— begin STORED ROWS —

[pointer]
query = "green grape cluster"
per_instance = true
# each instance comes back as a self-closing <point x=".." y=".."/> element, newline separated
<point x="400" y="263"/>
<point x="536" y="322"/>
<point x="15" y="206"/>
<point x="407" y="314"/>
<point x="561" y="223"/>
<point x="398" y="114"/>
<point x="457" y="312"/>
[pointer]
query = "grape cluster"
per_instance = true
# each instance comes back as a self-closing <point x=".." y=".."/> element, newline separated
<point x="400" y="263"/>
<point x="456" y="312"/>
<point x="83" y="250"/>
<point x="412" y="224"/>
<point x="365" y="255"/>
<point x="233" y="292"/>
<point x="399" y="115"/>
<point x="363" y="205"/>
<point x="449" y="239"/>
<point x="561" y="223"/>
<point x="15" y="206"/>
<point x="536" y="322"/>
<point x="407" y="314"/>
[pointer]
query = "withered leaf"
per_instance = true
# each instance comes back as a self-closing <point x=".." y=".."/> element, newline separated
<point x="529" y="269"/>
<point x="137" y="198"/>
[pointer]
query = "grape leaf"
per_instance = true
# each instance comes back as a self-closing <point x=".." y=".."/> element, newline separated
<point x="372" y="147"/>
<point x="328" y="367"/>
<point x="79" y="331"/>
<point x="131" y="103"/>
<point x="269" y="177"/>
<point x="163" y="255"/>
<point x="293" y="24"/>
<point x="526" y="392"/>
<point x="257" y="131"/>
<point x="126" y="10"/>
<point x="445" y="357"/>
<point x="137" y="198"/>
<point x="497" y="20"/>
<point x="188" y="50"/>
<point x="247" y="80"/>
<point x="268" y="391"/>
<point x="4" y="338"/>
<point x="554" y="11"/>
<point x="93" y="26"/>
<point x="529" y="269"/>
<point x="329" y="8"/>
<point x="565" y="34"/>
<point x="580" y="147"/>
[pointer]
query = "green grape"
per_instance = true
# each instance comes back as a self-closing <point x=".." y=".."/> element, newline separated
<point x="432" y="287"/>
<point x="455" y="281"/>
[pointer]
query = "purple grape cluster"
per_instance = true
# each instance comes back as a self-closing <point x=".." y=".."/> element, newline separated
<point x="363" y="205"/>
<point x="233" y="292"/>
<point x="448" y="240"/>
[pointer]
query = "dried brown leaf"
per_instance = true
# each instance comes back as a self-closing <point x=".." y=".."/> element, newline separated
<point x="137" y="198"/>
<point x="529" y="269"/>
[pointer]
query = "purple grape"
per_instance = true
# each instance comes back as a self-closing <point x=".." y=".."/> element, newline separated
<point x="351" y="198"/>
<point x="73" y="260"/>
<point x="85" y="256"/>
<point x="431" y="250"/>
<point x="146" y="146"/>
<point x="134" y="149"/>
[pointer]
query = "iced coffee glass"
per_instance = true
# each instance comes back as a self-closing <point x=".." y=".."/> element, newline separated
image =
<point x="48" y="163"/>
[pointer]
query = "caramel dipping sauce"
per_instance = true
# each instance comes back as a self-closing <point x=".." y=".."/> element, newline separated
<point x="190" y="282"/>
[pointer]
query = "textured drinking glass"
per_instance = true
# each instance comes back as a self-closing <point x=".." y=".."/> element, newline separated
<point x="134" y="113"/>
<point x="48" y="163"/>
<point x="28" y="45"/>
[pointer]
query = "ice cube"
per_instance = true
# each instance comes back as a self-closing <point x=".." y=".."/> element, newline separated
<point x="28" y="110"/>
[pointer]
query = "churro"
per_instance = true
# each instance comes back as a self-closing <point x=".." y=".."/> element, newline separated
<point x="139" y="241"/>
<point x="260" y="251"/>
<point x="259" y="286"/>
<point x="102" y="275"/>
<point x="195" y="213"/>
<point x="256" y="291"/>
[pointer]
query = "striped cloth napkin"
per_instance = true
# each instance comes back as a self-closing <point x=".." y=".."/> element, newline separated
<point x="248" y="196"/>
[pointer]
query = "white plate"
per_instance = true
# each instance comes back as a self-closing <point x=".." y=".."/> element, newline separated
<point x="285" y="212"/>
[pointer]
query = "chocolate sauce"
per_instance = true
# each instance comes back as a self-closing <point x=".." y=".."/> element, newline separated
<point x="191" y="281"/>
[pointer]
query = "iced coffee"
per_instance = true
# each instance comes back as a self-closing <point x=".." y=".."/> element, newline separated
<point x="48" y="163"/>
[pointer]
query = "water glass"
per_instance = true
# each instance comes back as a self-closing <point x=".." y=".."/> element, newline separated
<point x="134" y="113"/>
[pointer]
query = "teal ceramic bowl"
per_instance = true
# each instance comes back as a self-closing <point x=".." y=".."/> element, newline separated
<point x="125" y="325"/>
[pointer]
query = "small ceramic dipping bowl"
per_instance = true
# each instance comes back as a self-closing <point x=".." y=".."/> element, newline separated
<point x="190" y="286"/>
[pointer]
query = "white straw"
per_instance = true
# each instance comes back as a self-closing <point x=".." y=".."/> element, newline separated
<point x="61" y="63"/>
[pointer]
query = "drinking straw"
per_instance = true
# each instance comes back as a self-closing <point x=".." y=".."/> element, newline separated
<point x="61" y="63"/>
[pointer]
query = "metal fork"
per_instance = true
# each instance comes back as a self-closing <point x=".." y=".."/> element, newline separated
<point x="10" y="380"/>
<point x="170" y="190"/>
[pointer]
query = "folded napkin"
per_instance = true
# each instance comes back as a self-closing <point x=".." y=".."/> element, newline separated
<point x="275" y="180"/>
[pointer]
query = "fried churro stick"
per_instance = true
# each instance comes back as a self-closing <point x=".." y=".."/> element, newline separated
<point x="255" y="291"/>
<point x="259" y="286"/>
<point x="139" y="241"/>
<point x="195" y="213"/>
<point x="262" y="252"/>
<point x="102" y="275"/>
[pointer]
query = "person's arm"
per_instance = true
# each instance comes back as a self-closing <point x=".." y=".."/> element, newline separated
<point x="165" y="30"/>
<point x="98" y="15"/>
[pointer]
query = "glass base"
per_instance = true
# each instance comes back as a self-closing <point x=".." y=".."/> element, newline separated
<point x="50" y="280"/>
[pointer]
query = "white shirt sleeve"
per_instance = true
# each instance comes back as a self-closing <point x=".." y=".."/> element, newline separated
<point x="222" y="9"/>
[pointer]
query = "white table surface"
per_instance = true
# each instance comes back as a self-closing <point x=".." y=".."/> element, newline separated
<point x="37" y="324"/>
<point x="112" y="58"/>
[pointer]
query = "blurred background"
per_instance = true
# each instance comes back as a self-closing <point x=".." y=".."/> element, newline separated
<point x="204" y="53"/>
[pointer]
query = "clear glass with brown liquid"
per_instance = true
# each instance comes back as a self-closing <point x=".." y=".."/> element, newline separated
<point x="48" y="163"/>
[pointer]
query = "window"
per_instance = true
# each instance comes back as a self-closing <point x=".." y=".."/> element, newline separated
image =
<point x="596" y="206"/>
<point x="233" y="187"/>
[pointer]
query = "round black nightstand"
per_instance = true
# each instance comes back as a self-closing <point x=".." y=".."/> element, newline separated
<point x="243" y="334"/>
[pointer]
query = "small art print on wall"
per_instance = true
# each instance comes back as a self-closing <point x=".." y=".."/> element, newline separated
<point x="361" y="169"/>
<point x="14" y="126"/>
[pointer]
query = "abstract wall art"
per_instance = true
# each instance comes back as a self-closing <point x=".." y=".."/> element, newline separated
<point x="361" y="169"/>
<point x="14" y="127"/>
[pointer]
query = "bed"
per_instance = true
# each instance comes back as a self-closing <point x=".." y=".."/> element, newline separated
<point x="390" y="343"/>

— end STORED ROWS —

*EXERCISE DESCRIPTION:* Report every line of the rows above that contains the string "iced", matching case exactly.

*TASK OUTPUT:*
query = "iced coffee glass"
query = "iced coffee"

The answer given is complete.